▶ PROBLEMS AND TASKS:
1. Reproduce the passage of the core math utilities page from "Description" to "on the GPU.".
2. Render this sentence from the core math utilities page in French: "This header provides host-and-device constexpr math functions used throughout the TurboMind kernel library."

▶ TEXT EXCERPT:
** start **

Implementation:InternLM Lmdeploy Core Math
| Knowledge Sources | |
|---|---|
| Domains | GPU_Kernels, Math_Utilities |
| Last Updated | 2026-02-07 15:00 GMT |
Overview
Constexpr math utilities including ceiling division, rounding, integer log2, lowest-bit extraction, and a FastDivMod for branchless integer division on GPU.
Description
This header provides host-and-device constexpr math functions used throughout the TurboMind kernel library. ceil_div() / cdiv() compute ceiling division; round_up() rounds a value up to the nearest multiple; log2() computes integer base-2 logarithm; lowbit() extracts the lowest set bit. The FastDivMod<uint16_t> specialization implements the algorithm from "Division by Invariant Integers using Multiplication" (arXiv:1902.01961) for branchless division and modulo by a runtime divisor using only multiplication and bit shifts, avoiding expensive integer division instructions on the GPU.

** end **

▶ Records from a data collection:

** start **

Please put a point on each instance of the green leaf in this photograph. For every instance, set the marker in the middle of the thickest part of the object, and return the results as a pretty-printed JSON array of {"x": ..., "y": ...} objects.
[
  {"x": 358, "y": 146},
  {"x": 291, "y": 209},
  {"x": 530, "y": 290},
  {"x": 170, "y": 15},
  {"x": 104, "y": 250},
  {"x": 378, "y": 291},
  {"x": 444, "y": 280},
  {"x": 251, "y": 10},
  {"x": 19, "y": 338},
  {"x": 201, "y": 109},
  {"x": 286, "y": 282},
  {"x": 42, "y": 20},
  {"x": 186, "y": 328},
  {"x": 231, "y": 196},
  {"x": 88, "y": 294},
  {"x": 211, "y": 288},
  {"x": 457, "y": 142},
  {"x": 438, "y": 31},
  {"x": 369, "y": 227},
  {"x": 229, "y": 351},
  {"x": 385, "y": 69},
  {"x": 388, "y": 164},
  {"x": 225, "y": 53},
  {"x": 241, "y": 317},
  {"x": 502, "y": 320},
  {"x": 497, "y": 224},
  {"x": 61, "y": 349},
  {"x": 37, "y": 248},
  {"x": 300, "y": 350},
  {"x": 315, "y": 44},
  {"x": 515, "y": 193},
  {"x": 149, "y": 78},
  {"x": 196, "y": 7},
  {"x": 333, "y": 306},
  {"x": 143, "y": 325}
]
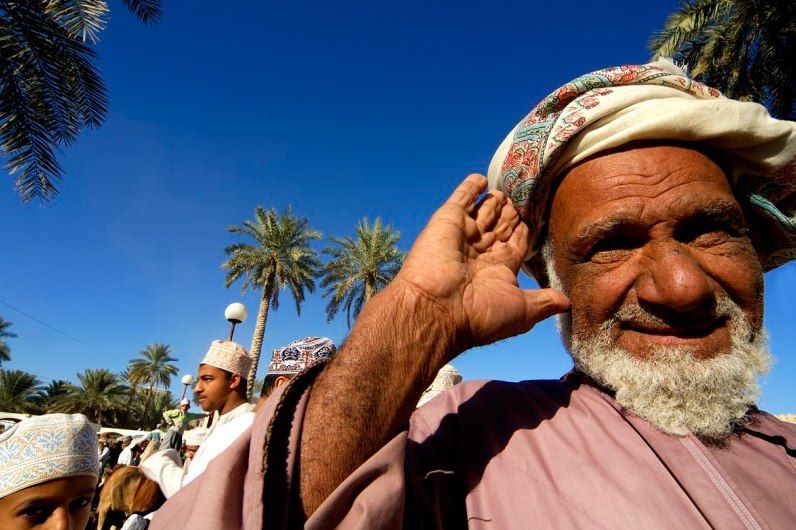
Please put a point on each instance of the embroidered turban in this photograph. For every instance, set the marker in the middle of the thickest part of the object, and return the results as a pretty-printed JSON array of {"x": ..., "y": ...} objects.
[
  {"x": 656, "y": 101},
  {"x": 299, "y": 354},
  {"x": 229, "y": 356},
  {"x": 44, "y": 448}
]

** end **
** start **

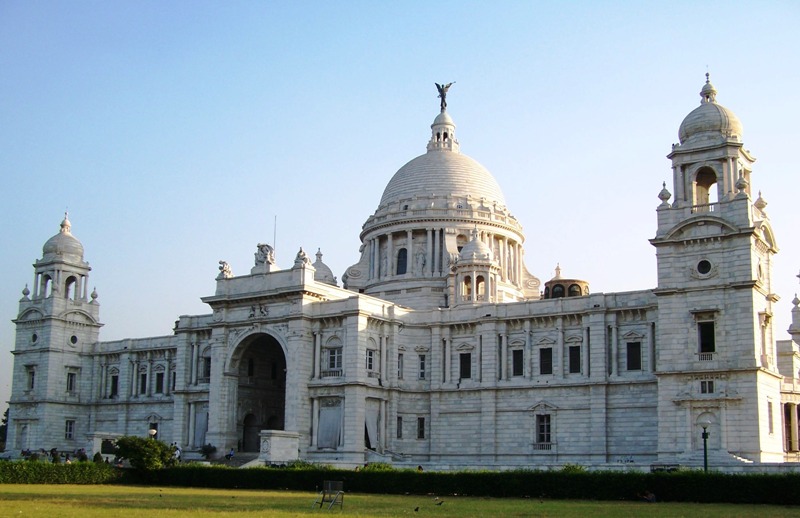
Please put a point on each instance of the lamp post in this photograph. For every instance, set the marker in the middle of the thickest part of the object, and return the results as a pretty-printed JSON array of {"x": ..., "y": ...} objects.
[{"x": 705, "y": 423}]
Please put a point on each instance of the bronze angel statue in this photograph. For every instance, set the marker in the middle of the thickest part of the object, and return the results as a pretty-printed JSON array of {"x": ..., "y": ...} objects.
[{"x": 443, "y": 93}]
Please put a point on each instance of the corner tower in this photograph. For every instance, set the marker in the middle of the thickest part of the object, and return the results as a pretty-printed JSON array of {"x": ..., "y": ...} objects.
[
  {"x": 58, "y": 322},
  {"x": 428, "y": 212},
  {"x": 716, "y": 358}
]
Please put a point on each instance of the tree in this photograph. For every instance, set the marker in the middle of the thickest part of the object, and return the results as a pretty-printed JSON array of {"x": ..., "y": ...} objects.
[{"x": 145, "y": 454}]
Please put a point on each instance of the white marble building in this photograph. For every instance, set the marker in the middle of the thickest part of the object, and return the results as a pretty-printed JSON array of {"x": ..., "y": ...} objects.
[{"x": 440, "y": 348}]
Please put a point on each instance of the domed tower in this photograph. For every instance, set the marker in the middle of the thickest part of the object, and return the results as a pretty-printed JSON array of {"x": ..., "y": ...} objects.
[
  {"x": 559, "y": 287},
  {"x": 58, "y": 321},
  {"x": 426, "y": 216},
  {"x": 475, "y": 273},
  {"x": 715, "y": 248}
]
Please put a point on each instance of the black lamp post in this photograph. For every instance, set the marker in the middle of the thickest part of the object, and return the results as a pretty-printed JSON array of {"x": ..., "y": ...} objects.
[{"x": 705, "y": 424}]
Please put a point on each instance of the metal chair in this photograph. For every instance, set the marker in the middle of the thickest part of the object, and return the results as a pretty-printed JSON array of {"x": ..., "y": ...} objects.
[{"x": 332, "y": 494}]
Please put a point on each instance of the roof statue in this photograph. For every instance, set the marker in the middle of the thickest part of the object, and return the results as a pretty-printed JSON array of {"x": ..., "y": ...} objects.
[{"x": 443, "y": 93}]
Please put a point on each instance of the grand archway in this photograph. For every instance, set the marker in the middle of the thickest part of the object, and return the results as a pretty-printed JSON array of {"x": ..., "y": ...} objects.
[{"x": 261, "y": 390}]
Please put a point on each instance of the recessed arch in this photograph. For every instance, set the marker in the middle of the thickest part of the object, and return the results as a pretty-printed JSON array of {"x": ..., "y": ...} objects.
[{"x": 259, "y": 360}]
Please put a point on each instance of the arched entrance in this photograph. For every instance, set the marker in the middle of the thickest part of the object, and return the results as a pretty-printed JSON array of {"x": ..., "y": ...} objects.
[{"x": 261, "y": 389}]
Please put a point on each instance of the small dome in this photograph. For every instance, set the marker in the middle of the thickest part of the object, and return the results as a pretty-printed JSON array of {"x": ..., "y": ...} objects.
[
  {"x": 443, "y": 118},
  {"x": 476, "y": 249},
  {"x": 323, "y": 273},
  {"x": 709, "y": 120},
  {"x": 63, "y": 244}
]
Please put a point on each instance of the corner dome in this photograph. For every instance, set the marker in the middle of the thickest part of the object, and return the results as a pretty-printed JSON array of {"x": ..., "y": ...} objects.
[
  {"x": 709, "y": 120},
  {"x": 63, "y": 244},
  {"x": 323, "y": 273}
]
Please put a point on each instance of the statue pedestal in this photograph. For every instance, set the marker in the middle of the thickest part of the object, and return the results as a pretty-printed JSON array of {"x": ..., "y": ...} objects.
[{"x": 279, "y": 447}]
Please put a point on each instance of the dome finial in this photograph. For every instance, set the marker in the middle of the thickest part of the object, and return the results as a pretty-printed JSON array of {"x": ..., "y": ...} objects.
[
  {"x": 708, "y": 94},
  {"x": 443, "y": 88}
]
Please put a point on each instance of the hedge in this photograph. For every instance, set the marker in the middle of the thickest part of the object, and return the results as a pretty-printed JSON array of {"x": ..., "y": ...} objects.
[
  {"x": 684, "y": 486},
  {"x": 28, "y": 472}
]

** end **

▶ SET OF ANSWERS:
1.
Description
This header provides host-and-device constexpr math functions used throughout the TurboMind kernel library. ceil_div() / cdiv() compute ceiling division; round_up() rounds a value up to the nearest multiple; log2() computes integer base-2 logarithm; lowbit() extracts the lowest set bit. The FastDivMod<uint16_t> specialization implements the algorithm from "Division by Invariant Integers using Multiplication" (arXiv:1902.01961) for branchless division and modulo by a runtime divisor using only multiplication and bit shifts, avoiding expensive integer division instructions on the GPU.

2. Cet en-tête fournit des fonctions mathématiques constexpr, utilisables à la fois sur l'hôte et sur le périphérique, employées dans l'ensemble de la bibliothèque de noyaux TurboMind.